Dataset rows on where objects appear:
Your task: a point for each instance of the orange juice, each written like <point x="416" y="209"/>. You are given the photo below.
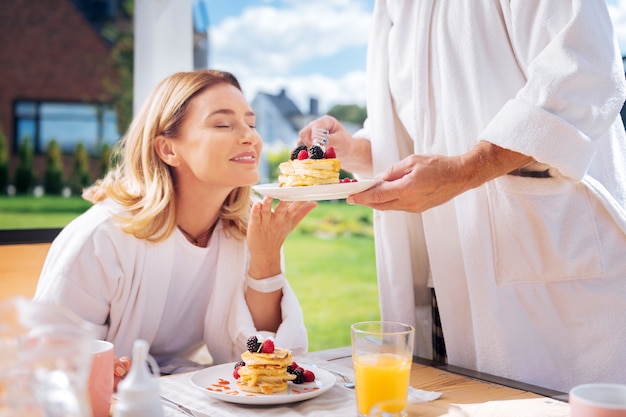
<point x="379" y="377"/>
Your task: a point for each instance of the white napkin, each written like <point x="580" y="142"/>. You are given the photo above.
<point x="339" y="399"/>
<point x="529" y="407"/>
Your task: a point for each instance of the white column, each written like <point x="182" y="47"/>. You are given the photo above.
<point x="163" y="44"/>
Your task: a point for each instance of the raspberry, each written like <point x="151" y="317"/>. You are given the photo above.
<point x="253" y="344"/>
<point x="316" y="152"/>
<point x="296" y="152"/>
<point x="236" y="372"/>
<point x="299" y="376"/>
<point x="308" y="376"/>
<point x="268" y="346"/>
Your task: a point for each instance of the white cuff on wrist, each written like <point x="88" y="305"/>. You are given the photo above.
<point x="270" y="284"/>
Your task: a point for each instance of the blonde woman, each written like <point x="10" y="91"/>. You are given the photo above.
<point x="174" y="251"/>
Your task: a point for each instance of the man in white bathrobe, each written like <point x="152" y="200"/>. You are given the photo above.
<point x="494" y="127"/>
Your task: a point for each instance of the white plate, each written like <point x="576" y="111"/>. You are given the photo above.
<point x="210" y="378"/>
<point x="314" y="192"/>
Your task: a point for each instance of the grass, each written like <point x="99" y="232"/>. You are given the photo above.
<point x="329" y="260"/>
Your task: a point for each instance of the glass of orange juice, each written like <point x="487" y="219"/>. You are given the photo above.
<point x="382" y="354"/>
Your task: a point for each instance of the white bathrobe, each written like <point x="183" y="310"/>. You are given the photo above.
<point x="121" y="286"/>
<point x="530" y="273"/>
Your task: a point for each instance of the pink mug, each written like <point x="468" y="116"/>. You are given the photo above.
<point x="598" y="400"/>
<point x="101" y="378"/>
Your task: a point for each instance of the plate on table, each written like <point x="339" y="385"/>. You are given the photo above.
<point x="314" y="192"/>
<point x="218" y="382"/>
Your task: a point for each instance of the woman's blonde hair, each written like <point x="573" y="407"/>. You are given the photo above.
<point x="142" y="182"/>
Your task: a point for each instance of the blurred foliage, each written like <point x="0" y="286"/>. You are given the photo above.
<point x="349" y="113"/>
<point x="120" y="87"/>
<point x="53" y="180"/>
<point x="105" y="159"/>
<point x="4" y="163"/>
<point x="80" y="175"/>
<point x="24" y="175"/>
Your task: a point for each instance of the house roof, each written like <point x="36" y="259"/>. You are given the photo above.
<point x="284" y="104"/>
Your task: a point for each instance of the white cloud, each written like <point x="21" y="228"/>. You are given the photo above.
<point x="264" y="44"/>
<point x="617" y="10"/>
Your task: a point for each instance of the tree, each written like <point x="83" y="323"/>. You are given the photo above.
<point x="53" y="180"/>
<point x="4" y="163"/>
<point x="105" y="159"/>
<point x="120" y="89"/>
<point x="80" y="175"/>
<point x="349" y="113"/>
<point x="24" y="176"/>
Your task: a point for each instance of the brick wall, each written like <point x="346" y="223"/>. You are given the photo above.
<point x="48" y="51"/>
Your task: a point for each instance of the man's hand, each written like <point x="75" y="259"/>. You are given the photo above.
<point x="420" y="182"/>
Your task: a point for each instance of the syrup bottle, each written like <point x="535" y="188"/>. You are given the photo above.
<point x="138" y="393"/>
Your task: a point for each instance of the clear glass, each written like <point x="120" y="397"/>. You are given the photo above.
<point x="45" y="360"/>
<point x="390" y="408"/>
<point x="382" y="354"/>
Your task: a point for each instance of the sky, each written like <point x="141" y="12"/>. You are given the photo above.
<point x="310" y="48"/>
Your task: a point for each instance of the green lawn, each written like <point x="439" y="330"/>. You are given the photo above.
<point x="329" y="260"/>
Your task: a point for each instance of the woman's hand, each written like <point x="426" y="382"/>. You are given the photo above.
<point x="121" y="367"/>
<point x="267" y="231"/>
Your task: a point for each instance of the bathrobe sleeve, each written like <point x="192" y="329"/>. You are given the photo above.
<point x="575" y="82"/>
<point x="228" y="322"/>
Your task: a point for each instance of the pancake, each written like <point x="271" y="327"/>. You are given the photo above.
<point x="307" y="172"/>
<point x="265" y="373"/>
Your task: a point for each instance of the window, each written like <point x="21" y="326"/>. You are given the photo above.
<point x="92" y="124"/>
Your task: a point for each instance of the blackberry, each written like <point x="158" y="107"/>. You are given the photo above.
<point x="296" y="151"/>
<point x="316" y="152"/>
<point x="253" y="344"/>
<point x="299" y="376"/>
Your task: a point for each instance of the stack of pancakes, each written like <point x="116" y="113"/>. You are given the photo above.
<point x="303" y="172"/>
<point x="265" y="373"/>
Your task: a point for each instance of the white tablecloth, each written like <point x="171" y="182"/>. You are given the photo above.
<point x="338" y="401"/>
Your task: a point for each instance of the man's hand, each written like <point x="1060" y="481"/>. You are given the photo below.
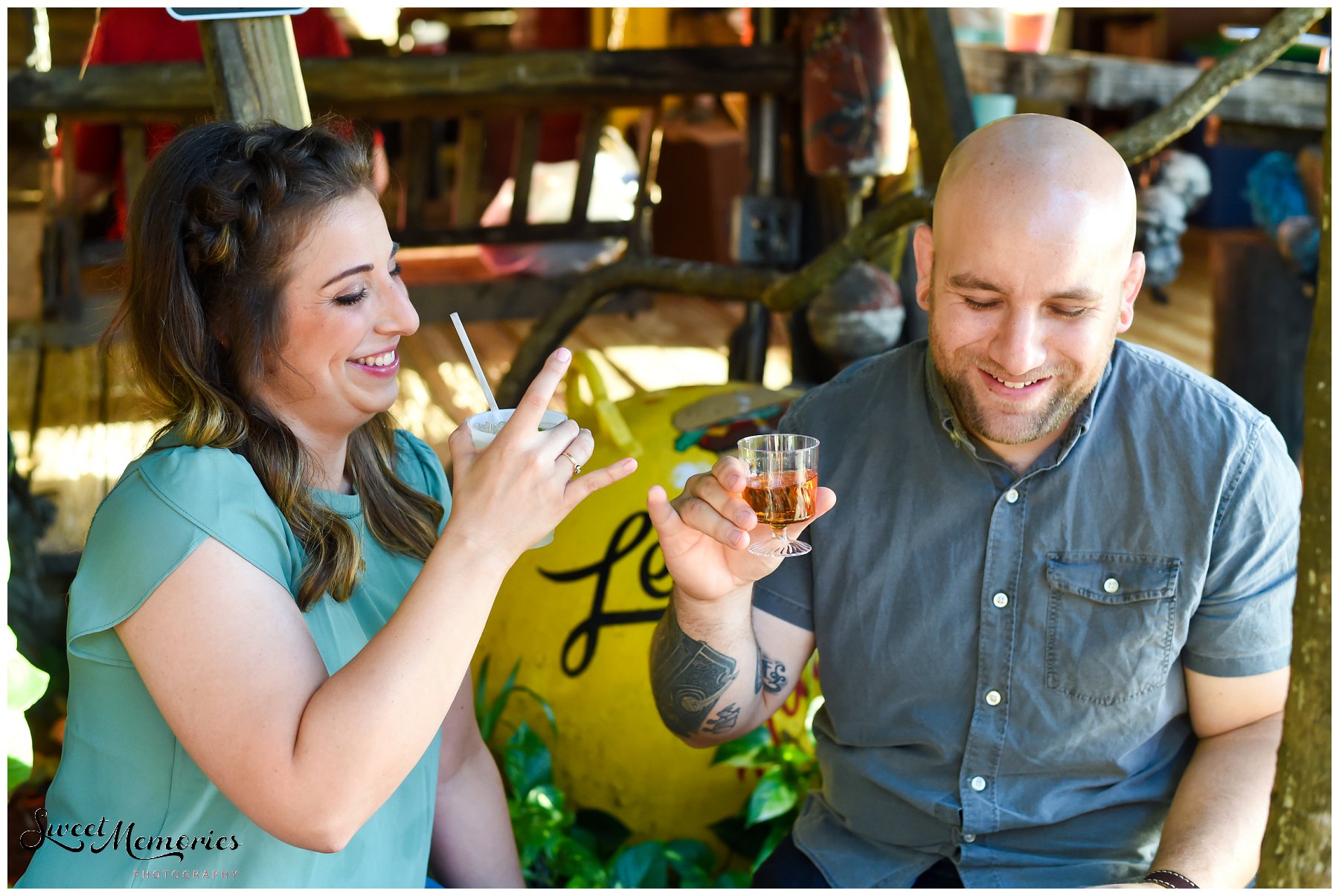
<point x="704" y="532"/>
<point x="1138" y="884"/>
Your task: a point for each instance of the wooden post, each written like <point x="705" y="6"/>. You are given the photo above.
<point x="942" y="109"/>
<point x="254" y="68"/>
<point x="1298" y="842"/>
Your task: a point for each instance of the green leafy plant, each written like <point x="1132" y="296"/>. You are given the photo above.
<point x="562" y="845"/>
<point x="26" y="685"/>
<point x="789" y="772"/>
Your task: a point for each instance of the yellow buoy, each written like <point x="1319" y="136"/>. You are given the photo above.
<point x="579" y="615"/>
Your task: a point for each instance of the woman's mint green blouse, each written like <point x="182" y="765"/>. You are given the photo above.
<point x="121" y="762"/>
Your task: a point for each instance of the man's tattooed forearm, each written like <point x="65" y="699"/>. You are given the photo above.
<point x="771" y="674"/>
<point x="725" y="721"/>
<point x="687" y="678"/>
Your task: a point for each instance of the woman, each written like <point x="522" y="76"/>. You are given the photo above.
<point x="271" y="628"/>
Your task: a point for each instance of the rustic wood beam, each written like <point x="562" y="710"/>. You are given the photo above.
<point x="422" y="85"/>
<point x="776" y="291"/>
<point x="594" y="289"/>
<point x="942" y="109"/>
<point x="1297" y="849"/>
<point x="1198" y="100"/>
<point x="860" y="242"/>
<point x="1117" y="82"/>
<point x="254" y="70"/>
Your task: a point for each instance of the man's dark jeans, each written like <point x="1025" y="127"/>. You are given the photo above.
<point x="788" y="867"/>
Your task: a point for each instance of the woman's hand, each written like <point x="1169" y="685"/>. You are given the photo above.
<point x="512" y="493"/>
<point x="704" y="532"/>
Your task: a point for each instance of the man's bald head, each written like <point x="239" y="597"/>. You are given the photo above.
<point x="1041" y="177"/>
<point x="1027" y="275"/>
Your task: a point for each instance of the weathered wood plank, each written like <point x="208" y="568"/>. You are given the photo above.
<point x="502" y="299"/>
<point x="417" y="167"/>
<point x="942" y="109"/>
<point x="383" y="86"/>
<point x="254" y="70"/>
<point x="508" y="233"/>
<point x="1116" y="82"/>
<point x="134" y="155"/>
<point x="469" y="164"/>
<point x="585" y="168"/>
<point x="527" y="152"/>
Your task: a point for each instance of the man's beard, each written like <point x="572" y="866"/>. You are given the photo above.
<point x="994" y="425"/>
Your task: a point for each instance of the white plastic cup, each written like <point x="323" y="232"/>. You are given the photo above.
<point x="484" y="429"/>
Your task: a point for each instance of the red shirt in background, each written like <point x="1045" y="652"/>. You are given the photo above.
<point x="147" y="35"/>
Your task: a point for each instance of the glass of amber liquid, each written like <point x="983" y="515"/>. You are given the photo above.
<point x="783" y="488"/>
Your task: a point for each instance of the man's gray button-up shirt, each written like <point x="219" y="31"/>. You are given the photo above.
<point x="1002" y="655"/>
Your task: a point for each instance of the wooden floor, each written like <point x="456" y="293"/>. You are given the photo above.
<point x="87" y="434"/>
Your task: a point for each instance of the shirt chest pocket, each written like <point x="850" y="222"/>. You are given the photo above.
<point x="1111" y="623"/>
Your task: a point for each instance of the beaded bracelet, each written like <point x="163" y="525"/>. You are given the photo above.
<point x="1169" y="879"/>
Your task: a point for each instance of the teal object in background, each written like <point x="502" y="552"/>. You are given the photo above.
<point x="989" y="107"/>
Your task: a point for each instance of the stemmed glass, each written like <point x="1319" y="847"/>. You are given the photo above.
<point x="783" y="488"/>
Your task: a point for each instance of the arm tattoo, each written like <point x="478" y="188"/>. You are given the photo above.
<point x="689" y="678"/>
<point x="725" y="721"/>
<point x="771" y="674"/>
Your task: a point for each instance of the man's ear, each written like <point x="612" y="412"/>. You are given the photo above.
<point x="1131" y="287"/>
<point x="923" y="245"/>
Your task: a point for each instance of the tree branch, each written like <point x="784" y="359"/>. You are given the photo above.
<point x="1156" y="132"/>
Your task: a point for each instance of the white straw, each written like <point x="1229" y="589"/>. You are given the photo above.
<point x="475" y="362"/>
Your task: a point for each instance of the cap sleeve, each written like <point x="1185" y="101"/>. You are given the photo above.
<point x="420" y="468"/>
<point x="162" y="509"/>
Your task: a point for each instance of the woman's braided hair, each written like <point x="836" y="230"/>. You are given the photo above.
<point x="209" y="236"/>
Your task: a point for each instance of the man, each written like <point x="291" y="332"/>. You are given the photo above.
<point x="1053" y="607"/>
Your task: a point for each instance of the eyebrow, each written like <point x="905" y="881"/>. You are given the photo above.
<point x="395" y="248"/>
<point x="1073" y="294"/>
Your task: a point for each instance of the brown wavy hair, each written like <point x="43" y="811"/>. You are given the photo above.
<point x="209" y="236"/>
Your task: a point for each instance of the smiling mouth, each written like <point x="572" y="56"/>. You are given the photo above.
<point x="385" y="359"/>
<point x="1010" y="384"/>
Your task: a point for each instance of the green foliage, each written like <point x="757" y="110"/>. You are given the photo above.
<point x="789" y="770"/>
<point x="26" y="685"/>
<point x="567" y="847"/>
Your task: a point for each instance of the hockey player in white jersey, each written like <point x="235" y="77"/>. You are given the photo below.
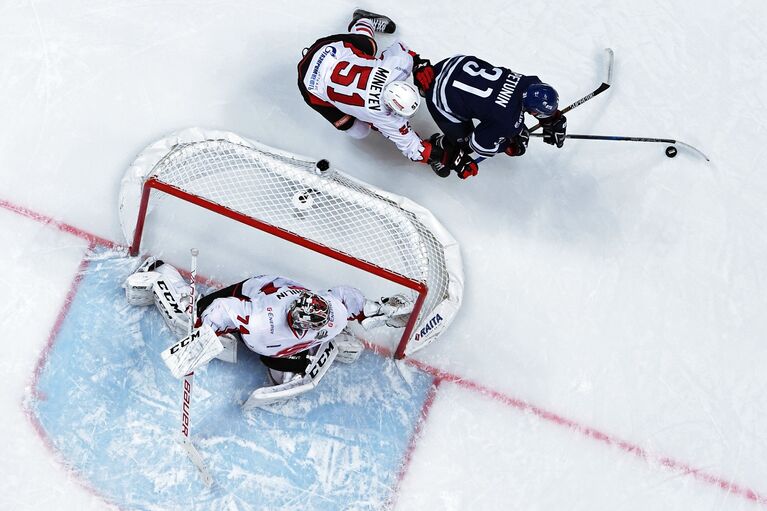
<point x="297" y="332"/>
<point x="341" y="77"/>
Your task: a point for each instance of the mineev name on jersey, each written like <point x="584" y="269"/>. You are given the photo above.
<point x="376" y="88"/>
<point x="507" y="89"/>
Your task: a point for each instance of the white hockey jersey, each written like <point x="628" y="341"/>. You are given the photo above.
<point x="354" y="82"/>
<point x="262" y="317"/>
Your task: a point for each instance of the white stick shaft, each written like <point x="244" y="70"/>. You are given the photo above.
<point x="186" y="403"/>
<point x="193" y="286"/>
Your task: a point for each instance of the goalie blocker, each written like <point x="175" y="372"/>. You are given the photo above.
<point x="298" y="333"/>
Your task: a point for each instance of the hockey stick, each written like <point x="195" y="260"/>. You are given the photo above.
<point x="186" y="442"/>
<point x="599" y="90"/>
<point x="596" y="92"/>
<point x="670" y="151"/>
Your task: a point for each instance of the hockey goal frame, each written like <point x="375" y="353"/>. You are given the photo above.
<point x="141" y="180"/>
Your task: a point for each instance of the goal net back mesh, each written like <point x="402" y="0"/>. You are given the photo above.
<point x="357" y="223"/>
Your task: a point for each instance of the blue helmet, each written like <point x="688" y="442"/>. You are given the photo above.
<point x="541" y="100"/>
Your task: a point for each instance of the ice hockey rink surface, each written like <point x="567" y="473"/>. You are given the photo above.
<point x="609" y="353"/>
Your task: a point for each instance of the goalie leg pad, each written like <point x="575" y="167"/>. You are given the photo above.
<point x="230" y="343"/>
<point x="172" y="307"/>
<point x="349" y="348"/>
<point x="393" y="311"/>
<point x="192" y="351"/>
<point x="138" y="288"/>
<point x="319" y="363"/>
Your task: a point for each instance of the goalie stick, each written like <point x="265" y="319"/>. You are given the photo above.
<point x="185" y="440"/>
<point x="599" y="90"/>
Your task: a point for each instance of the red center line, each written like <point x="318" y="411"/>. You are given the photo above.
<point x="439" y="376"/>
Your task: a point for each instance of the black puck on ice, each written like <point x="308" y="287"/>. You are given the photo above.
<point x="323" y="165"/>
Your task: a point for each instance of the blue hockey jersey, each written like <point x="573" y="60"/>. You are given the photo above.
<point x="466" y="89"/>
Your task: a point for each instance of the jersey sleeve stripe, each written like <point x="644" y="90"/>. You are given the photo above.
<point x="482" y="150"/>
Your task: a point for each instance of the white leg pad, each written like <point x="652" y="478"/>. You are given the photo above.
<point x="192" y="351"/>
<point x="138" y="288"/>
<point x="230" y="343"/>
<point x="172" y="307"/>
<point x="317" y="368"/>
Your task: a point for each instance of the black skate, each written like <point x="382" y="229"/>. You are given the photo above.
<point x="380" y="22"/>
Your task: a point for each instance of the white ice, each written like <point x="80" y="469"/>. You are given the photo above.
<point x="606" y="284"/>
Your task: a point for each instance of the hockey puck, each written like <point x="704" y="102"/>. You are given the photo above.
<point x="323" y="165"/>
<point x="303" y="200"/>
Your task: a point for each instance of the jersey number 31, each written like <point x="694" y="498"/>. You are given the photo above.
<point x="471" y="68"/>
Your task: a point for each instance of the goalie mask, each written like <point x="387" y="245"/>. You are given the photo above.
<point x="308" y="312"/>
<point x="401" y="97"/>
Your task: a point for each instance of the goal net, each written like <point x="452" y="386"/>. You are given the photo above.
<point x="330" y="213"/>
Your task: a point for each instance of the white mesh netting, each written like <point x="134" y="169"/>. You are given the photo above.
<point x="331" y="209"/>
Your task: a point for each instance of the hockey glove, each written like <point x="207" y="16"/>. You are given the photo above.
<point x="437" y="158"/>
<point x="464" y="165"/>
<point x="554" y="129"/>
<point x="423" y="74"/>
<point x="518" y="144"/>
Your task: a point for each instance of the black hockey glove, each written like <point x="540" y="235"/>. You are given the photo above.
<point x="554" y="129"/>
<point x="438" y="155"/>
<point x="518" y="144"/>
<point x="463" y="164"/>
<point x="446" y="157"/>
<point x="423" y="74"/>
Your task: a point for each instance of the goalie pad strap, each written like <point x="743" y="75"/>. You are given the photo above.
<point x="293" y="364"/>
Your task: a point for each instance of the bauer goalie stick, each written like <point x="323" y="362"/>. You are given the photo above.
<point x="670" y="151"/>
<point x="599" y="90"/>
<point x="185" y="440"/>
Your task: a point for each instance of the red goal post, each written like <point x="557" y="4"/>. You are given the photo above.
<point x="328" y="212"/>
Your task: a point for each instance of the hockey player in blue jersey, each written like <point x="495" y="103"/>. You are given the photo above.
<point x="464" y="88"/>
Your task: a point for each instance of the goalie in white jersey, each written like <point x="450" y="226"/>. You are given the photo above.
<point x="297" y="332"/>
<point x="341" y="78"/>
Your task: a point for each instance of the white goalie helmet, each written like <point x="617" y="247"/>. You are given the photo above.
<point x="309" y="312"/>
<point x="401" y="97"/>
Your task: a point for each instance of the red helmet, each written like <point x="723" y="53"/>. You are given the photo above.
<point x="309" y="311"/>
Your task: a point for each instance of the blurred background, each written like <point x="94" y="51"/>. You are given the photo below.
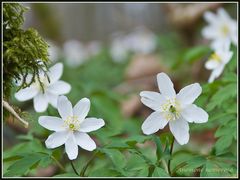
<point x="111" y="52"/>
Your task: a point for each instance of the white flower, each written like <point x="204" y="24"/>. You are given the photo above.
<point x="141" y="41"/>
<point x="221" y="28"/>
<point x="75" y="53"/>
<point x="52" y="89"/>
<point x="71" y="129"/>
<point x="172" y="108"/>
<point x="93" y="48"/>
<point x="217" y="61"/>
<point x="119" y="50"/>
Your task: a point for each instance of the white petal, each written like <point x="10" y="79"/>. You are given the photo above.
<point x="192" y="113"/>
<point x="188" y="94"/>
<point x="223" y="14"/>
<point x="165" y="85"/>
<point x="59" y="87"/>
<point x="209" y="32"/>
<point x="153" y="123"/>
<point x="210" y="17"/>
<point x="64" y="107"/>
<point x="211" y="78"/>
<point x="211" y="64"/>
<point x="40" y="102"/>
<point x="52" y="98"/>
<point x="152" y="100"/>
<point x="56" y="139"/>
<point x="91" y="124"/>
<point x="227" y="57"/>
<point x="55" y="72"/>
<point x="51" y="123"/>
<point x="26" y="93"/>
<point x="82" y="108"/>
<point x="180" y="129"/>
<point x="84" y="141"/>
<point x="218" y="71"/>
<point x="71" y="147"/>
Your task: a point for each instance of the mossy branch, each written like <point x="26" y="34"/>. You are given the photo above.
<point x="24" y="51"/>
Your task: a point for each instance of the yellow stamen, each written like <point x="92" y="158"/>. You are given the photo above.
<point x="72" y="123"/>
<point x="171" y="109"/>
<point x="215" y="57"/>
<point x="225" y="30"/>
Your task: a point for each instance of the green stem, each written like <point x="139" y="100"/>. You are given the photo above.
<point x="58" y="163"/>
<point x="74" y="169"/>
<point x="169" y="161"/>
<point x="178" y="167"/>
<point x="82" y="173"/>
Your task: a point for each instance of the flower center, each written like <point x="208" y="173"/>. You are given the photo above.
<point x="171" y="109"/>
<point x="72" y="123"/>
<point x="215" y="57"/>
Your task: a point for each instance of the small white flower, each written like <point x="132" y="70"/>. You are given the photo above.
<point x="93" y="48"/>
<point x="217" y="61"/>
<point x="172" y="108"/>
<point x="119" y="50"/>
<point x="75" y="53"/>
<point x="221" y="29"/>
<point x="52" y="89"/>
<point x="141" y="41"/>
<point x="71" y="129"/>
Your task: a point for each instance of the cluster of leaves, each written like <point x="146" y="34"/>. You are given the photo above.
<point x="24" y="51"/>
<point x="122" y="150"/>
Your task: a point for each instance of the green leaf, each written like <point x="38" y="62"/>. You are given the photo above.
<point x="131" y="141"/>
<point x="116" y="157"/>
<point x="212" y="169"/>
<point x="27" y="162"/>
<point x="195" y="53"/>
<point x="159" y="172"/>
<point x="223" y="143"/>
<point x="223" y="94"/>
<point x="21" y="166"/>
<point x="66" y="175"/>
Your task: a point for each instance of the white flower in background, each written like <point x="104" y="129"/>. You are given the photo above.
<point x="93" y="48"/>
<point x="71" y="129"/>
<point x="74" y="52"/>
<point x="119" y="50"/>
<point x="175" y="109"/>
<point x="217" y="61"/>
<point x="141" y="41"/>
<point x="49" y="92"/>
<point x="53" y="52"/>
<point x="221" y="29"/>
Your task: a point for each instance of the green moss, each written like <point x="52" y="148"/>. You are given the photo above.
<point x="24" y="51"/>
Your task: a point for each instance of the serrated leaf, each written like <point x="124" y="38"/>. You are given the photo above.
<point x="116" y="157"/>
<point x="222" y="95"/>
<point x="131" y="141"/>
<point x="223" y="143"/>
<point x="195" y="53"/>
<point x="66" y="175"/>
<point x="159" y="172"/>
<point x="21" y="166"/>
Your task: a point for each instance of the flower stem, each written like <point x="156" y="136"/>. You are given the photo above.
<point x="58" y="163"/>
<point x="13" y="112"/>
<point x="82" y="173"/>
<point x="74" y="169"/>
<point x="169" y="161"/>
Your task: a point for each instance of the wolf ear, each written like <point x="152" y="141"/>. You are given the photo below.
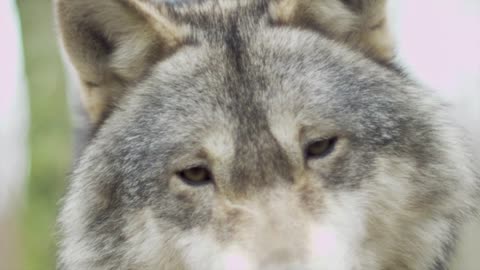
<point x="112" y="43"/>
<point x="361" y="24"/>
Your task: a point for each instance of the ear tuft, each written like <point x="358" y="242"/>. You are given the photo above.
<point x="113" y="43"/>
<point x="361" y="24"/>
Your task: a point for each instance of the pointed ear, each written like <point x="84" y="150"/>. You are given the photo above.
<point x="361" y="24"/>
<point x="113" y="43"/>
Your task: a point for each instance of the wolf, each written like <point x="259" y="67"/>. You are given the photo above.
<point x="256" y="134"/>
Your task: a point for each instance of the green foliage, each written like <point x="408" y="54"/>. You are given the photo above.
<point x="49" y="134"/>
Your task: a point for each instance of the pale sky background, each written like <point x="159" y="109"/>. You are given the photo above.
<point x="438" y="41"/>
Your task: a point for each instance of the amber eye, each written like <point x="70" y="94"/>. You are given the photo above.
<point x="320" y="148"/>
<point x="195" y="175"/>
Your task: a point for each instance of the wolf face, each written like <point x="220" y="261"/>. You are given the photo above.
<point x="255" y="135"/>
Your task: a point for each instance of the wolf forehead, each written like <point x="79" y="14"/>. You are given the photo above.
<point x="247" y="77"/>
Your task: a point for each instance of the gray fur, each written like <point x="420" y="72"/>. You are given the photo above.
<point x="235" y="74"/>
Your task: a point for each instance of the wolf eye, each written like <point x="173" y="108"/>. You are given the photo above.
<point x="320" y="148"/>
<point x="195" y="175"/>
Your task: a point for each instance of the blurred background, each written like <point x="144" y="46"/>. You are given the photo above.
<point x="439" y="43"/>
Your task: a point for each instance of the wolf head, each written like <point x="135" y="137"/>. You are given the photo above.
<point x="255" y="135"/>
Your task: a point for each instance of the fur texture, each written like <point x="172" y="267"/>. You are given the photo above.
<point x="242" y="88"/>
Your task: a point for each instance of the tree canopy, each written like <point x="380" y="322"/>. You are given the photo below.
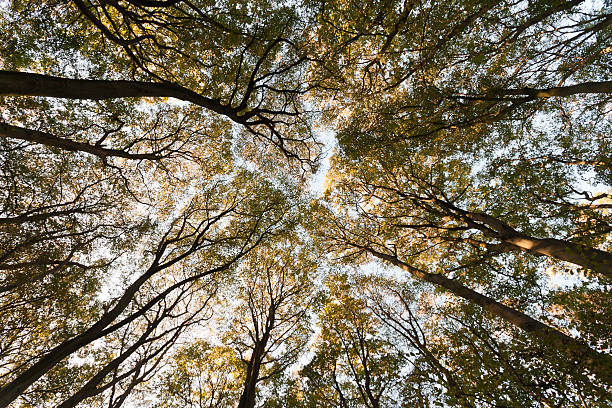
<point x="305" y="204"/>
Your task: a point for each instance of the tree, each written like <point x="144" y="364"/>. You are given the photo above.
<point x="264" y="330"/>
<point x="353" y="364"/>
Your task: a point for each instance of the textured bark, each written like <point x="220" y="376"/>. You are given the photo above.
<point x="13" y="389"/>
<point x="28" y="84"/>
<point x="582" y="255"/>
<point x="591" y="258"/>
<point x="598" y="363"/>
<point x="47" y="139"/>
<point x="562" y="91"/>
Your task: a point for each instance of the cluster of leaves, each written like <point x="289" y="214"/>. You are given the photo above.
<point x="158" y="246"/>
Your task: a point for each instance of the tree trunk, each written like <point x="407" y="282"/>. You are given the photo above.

AIM:
Reproduce exactly the lines from the one with "Your task: a point for each instance of the fur" to the bottom of the listing, both ends included, and nothing else. Skip the pictures.

TASK ANSWER:
Your task: a point for each instance of the fur texture, each written like <point x="172" y="267"/>. You are given the photo above.
<point x="242" y="88"/>
Your task: a point for each instance of the tree canopy, each written like <point x="380" y="322"/>. You are given the photo below.
<point x="305" y="204"/>
Your task: a point for each instance of the tree, each written like <point x="144" y="364"/>. You are given the photo above.
<point x="264" y="330"/>
<point x="353" y="364"/>
Your task: a point for each instance of the textured bark, each written like <point x="220" y="376"/>. You are given the photo above.
<point x="13" y="389"/>
<point x="28" y="84"/>
<point x="582" y="255"/>
<point x="591" y="258"/>
<point x="598" y="363"/>
<point x="47" y="139"/>
<point x="562" y="91"/>
Your task: a point for each instance of the cluster of leaves, each written like <point x="289" y="214"/>. You are given the photo above.
<point x="158" y="246"/>
Your task: a point for each instance of the tree trunk, each written like <point x="407" y="282"/>. You are given the photo above.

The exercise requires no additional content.